### Document extract
^^^^
Well, we are all still alive..... barely. Just kidding- actually I'm doing much better this week. I think I haven't cried for 3 days in a row now! So things are looking up. :-)
The last 2 weeks were pretty rough. We couldn't have gotten out of our last house without help from my mom and grandma. They were there helping almost every day: holding the baby making food, packing boxes, etc. And I'm also so grateful to my dad, and friends from Grand View and Twin Falls, who helped us load and unload the truck (multiple times), clean the house and even brought meals too.
^^^^
(Entries for bounding box labeling)
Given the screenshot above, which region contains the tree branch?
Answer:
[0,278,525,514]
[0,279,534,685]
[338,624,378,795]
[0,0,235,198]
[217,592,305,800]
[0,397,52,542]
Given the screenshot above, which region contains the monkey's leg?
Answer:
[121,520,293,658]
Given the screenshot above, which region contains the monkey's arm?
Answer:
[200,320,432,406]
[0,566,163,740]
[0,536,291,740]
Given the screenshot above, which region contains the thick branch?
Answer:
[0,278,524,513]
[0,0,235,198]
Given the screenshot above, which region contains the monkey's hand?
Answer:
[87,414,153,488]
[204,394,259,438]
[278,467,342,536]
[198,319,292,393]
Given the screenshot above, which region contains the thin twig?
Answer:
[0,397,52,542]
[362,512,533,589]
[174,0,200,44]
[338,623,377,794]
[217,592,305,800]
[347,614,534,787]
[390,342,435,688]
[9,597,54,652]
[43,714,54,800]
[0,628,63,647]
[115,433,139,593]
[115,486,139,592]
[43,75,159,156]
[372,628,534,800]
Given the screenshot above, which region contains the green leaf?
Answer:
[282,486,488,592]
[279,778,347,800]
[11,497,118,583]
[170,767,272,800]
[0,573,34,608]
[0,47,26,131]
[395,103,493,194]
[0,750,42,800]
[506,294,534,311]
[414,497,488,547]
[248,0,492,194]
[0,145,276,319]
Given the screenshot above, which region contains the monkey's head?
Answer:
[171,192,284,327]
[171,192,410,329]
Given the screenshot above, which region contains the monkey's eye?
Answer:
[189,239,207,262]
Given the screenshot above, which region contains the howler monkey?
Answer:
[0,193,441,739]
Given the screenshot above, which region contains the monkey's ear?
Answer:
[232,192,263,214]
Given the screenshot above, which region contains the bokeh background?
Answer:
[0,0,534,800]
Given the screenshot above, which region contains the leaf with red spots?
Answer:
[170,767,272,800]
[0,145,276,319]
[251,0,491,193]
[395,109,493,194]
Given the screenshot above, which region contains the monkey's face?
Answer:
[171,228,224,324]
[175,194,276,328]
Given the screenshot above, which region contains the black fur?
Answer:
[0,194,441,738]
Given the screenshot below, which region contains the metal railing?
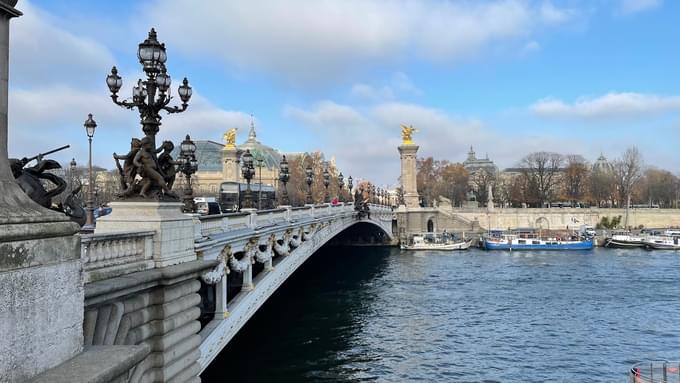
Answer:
[628,361,680,383]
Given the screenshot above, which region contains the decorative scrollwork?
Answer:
[201,244,232,285]
[274,229,293,257]
[251,234,276,263]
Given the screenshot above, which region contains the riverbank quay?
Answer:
[393,205,680,243]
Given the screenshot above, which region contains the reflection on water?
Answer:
[202,247,680,382]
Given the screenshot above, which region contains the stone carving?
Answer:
[251,234,276,263]
[229,254,253,273]
[223,128,238,149]
[201,244,232,285]
[274,229,293,257]
[401,125,418,145]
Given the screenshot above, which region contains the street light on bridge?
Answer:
[106,28,192,166]
[338,172,345,202]
[279,155,290,206]
[322,163,331,203]
[241,149,255,209]
[83,113,97,231]
[305,165,314,205]
[179,134,198,213]
[347,176,354,201]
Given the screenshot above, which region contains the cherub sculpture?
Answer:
[401,125,418,145]
[113,138,142,197]
[132,136,179,199]
[224,128,238,149]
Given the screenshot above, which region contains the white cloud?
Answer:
[620,0,662,15]
[285,101,491,184]
[529,93,680,119]
[350,72,423,102]
[140,0,572,82]
[10,1,115,87]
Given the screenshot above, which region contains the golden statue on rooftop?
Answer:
[223,128,238,149]
[401,124,418,145]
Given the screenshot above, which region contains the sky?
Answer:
[9,0,680,185]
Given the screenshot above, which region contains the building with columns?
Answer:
[173,121,283,197]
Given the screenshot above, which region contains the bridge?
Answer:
[53,203,395,383]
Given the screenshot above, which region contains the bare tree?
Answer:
[614,146,642,226]
[470,169,496,207]
[562,154,590,204]
[520,152,564,207]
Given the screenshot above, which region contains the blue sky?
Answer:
[9,0,680,184]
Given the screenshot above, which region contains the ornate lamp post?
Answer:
[338,172,345,202]
[322,164,331,203]
[68,158,78,193]
[255,155,264,210]
[83,113,97,230]
[279,156,290,205]
[106,28,192,197]
[241,149,255,209]
[347,176,354,201]
[305,165,314,205]
[179,134,198,213]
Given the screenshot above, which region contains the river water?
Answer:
[202,247,680,383]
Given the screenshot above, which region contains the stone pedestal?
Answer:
[399,144,420,208]
[222,145,241,182]
[95,201,196,267]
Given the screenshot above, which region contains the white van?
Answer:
[194,197,222,215]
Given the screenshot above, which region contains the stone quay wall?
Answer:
[396,207,680,236]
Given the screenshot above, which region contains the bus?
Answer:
[219,182,277,213]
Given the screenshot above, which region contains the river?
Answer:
[202,247,680,383]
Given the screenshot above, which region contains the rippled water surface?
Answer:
[202,247,680,382]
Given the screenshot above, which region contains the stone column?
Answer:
[215,274,229,320]
[222,144,241,182]
[0,0,84,383]
[241,254,254,291]
[399,144,420,208]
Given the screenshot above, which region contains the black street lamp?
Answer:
[338,172,345,202]
[255,155,264,210]
[305,165,314,205]
[68,158,78,193]
[179,134,198,213]
[241,149,255,209]
[83,113,97,231]
[347,176,354,200]
[106,28,192,161]
[322,164,331,203]
[279,156,290,206]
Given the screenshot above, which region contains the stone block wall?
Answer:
[83,261,217,383]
^^^^
### Exercise requirements
1. Reproduce the part of the blog post about the move starting with "Well, we are" and going on through "looking up. :-)".
2. Answer these questions from the blog post about the move:
(a) For how many days in a row does the writer think they haven't cried?
(b) Who was there helping almost every day?
(c) Besides Grand View, where did the friends who helped come from?
3. Say whether each statement agrees with the blog post about the move, and quote the words that decide it:
(a) The writer is doing worse this week.
(b) Holding the baby was one of the ways the writer's mom and grandma helped.
(c) The truck was loaded and unloaded only once.

### Responses for each task
1.
Well, we are all still alive..... barely. Just kidding- actually I'm doing much better this week. I think I haven't cried for 3 days in a row now! So things are looking up. :-)

2.
(a) 3 days
(b) The writer's mom and grandma
(c) Twin Falls

3.
(a) No: "actually I'm doing much better this week."
(b) Yes: "holding the baby making food, packing boxes, etc."
(c) No: "helped us load and unload the truck (multiple times)"